*** Opening of Raw data ***
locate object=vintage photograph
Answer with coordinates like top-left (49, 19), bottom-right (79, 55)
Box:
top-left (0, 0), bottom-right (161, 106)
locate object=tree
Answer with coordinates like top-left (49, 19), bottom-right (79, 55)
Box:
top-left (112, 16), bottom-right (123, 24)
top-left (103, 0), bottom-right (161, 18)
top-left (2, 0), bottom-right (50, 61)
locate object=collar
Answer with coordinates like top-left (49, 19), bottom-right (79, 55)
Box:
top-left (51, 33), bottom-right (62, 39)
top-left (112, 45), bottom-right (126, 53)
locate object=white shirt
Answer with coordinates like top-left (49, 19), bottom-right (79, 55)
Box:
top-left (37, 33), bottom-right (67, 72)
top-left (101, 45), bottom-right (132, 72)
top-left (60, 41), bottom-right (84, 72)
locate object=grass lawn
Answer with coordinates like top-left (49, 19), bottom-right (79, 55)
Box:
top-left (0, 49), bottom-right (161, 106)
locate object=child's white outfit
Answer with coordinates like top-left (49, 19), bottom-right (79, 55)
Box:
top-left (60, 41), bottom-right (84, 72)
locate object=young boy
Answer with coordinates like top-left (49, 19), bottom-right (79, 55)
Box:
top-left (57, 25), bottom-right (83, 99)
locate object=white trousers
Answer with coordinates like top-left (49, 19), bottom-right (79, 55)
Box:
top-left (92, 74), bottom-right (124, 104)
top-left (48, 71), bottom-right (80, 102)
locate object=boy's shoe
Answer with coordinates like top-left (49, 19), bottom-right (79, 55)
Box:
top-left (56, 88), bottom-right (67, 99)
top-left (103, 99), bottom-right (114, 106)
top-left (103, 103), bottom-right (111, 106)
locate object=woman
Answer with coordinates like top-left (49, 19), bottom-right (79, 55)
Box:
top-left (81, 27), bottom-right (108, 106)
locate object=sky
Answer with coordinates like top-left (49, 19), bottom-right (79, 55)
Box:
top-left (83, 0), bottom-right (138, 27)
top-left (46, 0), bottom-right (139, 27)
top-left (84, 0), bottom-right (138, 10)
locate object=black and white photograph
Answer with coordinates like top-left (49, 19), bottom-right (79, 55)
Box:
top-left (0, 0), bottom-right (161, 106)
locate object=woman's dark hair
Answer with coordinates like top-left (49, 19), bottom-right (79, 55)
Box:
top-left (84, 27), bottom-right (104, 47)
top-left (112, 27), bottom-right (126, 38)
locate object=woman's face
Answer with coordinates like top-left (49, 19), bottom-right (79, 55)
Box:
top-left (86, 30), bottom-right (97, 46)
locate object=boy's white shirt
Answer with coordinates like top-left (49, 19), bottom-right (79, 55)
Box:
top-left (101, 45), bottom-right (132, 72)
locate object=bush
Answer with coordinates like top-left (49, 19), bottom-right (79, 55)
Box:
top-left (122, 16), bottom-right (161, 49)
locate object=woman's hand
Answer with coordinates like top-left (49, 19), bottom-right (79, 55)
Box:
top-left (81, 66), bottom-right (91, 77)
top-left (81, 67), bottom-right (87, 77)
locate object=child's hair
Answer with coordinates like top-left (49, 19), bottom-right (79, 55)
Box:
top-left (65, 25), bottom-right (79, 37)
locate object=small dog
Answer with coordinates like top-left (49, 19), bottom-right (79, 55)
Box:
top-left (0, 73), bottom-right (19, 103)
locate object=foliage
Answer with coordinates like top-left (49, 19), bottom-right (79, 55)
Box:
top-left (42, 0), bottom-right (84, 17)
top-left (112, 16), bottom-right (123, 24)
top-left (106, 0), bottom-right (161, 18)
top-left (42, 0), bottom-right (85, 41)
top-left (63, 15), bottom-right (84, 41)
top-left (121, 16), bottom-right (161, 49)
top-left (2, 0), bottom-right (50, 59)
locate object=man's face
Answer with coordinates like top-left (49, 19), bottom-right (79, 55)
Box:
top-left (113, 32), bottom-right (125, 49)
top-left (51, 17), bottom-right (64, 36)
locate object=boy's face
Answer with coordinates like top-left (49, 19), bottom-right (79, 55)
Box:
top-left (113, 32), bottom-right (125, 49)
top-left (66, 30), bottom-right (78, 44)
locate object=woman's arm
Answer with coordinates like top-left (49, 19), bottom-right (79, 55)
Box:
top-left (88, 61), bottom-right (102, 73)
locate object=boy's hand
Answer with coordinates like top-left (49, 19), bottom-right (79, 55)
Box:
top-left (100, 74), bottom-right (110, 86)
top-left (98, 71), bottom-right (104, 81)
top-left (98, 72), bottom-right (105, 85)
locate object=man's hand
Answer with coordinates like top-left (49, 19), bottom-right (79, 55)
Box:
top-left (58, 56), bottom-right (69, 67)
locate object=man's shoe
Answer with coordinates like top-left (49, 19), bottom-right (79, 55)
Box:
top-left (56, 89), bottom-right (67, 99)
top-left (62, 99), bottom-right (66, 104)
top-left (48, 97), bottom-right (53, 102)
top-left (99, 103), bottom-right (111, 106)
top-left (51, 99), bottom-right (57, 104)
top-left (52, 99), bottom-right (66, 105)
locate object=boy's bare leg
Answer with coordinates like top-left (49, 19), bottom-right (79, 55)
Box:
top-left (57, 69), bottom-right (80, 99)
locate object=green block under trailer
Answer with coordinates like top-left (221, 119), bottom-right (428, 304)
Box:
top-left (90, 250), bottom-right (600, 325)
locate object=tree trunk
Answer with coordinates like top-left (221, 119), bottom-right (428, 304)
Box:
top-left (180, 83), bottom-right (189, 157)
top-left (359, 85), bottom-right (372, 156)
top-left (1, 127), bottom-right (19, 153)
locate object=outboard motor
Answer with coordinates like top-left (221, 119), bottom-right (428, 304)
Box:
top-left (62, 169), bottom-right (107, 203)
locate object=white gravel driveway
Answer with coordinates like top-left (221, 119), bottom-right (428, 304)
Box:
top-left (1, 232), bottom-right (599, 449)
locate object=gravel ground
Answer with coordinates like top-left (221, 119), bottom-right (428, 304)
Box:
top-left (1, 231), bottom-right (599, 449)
*** Close of Raw data ***
→ Work instructions: The data above should be reproduced in full and exactly.

→ Response box:
locate object=vintage photograph
Answer with coordinates like top-left (49, 19), bottom-right (79, 55)
Box:
top-left (0, 0), bottom-right (161, 106)
locate object=tree
Answer with coordinates like top-left (49, 19), bottom-right (79, 55)
Box:
top-left (112, 16), bottom-right (123, 24)
top-left (103, 0), bottom-right (161, 18)
top-left (2, 0), bottom-right (50, 61)
locate object=collar
Answer with coordinates like top-left (49, 19), bottom-right (79, 55)
Box:
top-left (51, 33), bottom-right (62, 39)
top-left (112, 45), bottom-right (126, 53)
locate object=white shirt
Answer with coordinates like top-left (49, 19), bottom-right (79, 55)
Box:
top-left (37, 33), bottom-right (67, 72)
top-left (101, 45), bottom-right (132, 72)
top-left (60, 41), bottom-right (84, 72)
locate object=grass lawn
Answer with coordinates like top-left (49, 19), bottom-right (79, 55)
Box:
top-left (0, 49), bottom-right (161, 106)
locate object=child's white outfit
Answer with coordinates like top-left (49, 19), bottom-right (79, 55)
Box:
top-left (60, 41), bottom-right (84, 72)
locate object=young boy
Answer with coordinates like top-left (49, 19), bottom-right (79, 55)
Box:
top-left (57, 25), bottom-right (83, 99)
locate object=white trousers
Answer with coordinates like top-left (49, 19), bottom-right (79, 55)
Box:
top-left (92, 74), bottom-right (124, 104)
top-left (48, 71), bottom-right (80, 102)
locate object=boy's shoe
Answer with coordinates like top-left (49, 19), bottom-right (79, 55)
Box:
top-left (56, 88), bottom-right (67, 99)
top-left (103, 99), bottom-right (114, 106)
top-left (103, 103), bottom-right (111, 106)
locate object=woman
Answer with coordinates like top-left (49, 19), bottom-right (79, 55)
Box:
top-left (81, 27), bottom-right (108, 106)
locate object=sky
Answer with coordinates like top-left (49, 19), bottom-right (79, 55)
Box:
top-left (83, 0), bottom-right (138, 27)
top-left (46, 0), bottom-right (139, 27)
top-left (84, 0), bottom-right (138, 10)
locate object=black and white photograph
Answer with coordinates like top-left (49, 19), bottom-right (79, 55)
Box:
top-left (0, 0), bottom-right (161, 106)
locate object=woman's dark hair
Answer with coordinates like top-left (49, 19), bottom-right (79, 55)
Box:
top-left (84, 27), bottom-right (104, 47)
top-left (112, 27), bottom-right (126, 38)
locate object=woman's face
Answer with coordinates like top-left (49, 19), bottom-right (79, 55)
Box:
top-left (86, 30), bottom-right (97, 46)
locate object=boy's white shirt
Answer with coordinates like top-left (49, 19), bottom-right (79, 55)
Box:
top-left (101, 45), bottom-right (132, 72)
locate object=bush
Answer with coordinates like top-left (49, 19), bottom-right (79, 55)
Box:
top-left (122, 16), bottom-right (161, 49)
locate object=woman's hand
Answer with coordinates like top-left (49, 19), bottom-right (79, 55)
Box:
top-left (81, 66), bottom-right (91, 77)
top-left (81, 67), bottom-right (87, 77)
locate object=child's hair
Answer with coordinates like top-left (49, 19), bottom-right (79, 55)
Box:
top-left (65, 25), bottom-right (79, 37)
locate object=small dog
Answer with coordinates like top-left (49, 19), bottom-right (79, 55)
Box:
top-left (0, 73), bottom-right (19, 103)
locate object=foliage
Answer with coordinates like top-left (49, 19), bottom-right (79, 55)
Box:
top-left (42, 0), bottom-right (84, 17)
top-left (112, 16), bottom-right (123, 24)
top-left (106, 0), bottom-right (161, 18)
top-left (42, 0), bottom-right (85, 41)
top-left (63, 15), bottom-right (84, 41)
top-left (121, 16), bottom-right (161, 49)
top-left (2, 0), bottom-right (50, 59)
locate object=man's face
Answer with coordinates like top-left (49, 19), bottom-right (79, 55)
Box:
top-left (113, 32), bottom-right (125, 49)
top-left (51, 17), bottom-right (64, 36)
locate object=boy's face
Answer with coordinates like top-left (49, 19), bottom-right (79, 55)
Box:
top-left (113, 32), bottom-right (125, 49)
top-left (66, 30), bottom-right (78, 44)
locate object=woman's arm
Answer with coordinates like top-left (49, 19), bottom-right (79, 55)
Box:
top-left (88, 61), bottom-right (102, 73)
locate object=boy's hand
Answer with coordinates like top-left (49, 19), bottom-right (79, 55)
Box:
top-left (100, 74), bottom-right (110, 86)
top-left (98, 71), bottom-right (104, 81)
top-left (98, 72), bottom-right (105, 85)
locate object=man's hand
Answer with coordinates like top-left (49, 19), bottom-right (79, 55)
Box:
top-left (58, 56), bottom-right (69, 67)
locate object=man's shoe
Answer with coordinates like top-left (49, 19), bottom-right (79, 55)
Box:
top-left (56, 89), bottom-right (67, 99)
top-left (62, 99), bottom-right (66, 104)
top-left (48, 97), bottom-right (53, 102)
top-left (99, 103), bottom-right (111, 106)
top-left (51, 99), bottom-right (57, 104)
top-left (52, 99), bottom-right (66, 105)
locate object=boy's bare leg
Answer with coordinates like top-left (49, 19), bottom-right (79, 55)
Box:
top-left (57, 69), bottom-right (80, 99)
locate object=green block under trailer
Answer with coordinates like top-left (221, 119), bottom-right (428, 304)
Box:
top-left (90, 250), bottom-right (600, 325)
locate object=tree trunk
Answer with coordinates like top-left (221, 119), bottom-right (428, 304)
Box:
top-left (180, 83), bottom-right (189, 157)
top-left (359, 85), bottom-right (372, 156)
top-left (1, 127), bottom-right (19, 153)
locate object=outboard motor
Answer with coordinates like top-left (221, 119), bottom-right (428, 304)
Box:
top-left (62, 169), bottom-right (107, 203)
locate object=white gravel driveway
Answer with coordinates like top-left (221, 119), bottom-right (428, 304)
Box:
top-left (1, 232), bottom-right (599, 449)
locate object=gravel ground
Answer with coordinates like top-left (221, 119), bottom-right (428, 304)
Box:
top-left (1, 231), bottom-right (599, 449)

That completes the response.